_Task set_.
**a)** From the news roundup on intellectual wellness travel, output the passage from "Travel’s trends for" up to and including "a revered monk.".
**b)** According to the roundup on intellectual wellness travel, how many new expedition ships are expected to be built between 2018 and 2023?
**c)** Resume the news roundup on intellectual wellness travel after its final sentence and keep writing.

_Given passage_.
================
Trend in the News: A More Intellectual Wellness Travel
Week of May 11, 2022
Expedition cruises put a new spin on luxury at sea (Forget infinity pools and couples’ massages, the newest luxury ships are all about scientific discovery)–The Washington Post
The new luxury ships aren’t about decadent pampering, they’re about scientific discovery. Rather than stopping at the usual crowded European and Caribbean ports, they’re taking guests—along with scientists, historians and naturalists—to places rarely visited by tourists, and attracting travelers who would have rejected cruising in the past. The expedition segment is now the fastest-growing segment of the cruise industry, with 45 new ships expected to be built between 2018-2023. Just one example of the new citizen-science-ships-at-sea: Seabourn’s first purpose-built expedition ship sails this July, and will take guests to the Arctic, Greenland, Iceland, South America, Antarctica and the Amazon—accompanied by a 26-person expedition team of scientists, historians, naturalists and wildlife experts—for immersive education and activism.
Travel’s trends for 2022: One is families seeking the edu-vacation–The New York Times
This article is more broadly about 2022 travel trends, and one key trend identified is the rise of edu-travel for kids. After two years of classroom closures, children have fallen behind in learning, and parents are eager for travel experiences that immerse them in a real-world education. Family Coppola Hideaways has launched the Coppola Curriculum at its Belize and Guatemala properties, where kids take courses in wilderness science and local art, while Black Tomato’s family-focused education track, Field Trip, includes physics lessons at the CERN laboratory in Switzerland and a social studies-focused hike through Bhutan’s Gangtey Valley to meet a revered monk.
================
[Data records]

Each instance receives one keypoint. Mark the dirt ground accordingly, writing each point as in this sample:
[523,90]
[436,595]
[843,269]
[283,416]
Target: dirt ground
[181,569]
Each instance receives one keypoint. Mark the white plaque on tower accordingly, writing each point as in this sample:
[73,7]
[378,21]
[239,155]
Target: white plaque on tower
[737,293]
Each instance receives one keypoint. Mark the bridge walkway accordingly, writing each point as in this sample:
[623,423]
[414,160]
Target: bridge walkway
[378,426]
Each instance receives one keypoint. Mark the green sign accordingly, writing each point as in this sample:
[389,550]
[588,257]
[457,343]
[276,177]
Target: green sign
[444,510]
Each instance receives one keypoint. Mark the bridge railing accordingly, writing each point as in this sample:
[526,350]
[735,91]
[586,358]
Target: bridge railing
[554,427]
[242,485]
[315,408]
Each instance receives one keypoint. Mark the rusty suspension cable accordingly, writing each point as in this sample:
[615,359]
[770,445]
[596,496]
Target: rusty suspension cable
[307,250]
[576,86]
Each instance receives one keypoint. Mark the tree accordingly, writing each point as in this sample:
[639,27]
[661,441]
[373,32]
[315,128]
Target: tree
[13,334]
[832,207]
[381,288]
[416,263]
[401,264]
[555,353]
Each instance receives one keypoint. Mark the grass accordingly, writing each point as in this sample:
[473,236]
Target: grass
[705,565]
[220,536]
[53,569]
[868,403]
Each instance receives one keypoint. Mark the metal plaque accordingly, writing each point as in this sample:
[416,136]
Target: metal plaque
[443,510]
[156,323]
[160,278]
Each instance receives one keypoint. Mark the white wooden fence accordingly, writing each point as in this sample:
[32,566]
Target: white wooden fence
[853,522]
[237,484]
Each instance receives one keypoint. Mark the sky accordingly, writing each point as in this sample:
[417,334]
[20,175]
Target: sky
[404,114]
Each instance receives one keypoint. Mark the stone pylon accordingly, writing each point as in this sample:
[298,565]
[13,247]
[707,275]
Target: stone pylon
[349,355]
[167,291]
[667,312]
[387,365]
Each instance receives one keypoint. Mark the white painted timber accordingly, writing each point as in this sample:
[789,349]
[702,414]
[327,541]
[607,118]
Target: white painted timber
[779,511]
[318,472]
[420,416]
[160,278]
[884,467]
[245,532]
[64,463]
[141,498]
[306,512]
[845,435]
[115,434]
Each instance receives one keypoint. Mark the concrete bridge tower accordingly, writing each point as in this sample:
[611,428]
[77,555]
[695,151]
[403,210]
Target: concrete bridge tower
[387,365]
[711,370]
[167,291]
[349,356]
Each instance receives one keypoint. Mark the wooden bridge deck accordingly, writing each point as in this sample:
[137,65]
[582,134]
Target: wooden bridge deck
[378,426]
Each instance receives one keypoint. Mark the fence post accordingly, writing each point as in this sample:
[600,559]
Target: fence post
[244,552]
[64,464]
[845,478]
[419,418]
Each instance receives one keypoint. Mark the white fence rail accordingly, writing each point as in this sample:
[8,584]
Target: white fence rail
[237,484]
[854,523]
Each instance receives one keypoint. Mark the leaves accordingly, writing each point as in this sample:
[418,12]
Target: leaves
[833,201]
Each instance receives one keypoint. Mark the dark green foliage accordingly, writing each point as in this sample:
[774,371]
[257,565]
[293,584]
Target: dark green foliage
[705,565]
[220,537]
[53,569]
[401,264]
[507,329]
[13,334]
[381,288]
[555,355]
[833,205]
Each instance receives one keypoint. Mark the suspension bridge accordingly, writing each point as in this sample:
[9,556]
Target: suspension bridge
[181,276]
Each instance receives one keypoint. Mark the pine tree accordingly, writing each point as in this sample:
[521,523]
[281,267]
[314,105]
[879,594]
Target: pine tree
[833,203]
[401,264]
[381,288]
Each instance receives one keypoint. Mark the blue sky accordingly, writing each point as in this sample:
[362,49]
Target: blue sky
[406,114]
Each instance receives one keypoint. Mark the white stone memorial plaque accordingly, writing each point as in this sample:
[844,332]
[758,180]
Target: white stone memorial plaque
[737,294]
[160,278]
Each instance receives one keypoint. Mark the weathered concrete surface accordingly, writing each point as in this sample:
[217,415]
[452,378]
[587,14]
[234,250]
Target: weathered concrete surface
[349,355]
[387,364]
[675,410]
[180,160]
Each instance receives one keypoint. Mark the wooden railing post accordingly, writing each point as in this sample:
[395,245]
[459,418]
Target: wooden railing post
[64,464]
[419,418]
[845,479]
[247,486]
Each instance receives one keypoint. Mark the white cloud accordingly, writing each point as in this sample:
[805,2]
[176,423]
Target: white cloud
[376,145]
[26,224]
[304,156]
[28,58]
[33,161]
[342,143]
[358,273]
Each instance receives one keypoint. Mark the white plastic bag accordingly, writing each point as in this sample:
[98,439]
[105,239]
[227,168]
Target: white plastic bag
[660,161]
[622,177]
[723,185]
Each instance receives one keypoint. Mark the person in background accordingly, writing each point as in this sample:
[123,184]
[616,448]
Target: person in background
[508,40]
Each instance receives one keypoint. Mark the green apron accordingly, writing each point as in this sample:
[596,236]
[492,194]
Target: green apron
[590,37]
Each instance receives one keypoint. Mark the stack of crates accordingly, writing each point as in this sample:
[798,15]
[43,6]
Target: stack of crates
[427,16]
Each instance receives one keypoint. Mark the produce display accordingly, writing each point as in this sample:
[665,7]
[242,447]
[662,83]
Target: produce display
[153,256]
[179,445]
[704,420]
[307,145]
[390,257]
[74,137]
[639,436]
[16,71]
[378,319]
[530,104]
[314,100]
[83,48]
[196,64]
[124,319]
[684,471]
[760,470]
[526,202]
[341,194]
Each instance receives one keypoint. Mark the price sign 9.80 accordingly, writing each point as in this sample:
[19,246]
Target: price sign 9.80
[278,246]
================
_Written responses_.
**a)**
Travel’s trends for 2022: One is families seeking the edu-vacation–The New York Times
This article is more broadly about 2022 travel trends, and one key trend identified is the rise of edu-travel for kids. After two years of classroom closures, children have fallen behind in learning, and parents are eager for travel experiences that immerse them in a real-world education. Family Coppola Hideaways has launched the Coppola Curriculum at its Belize and Guatemala properties, where kids take courses in wilderness science and local art, while Black Tomato’s family-focused education track, Field Trip, includes physics lessons at the CERN laboratory in Switzerland and a social studies-focused hike through Bhutan’s Gangtey Valley to meet a revered monk.

**b)** 45 new ships.

**c)**
Forget space tourism, these citizen science trips make an impact right on earth– Newsweek
Two pandemic awakenings: more people want to take concrete action to protect our planet and also to learn new skills. The boom in citizen science trips lets everyday travelers work hands-on alongside scientists on specific, research-intensive projects—from surveying elusive snow leopards in Kyrgyzstan to reintroducing the pangolin in South Africa.
Responsible and resilient: Intrepid Travel shows doing good is also good for business–Forbes
Intrepid Travel is a pioneering purpose-led adventure travel brand and the world’s largest B Corp certified travel company. This is an interview with its CEO, James Thornton, on how doing good and giving people a new purpose and scientific and cultural education is good for business. Intrepid Travel has emerged from a tough pandemic renewing that mission: creating over 200 new global trips with a focus on wildlife and environmental conservation, preservation of indigenous and minority cultural traditions, gender equality and empowerment, as well as skills training and education.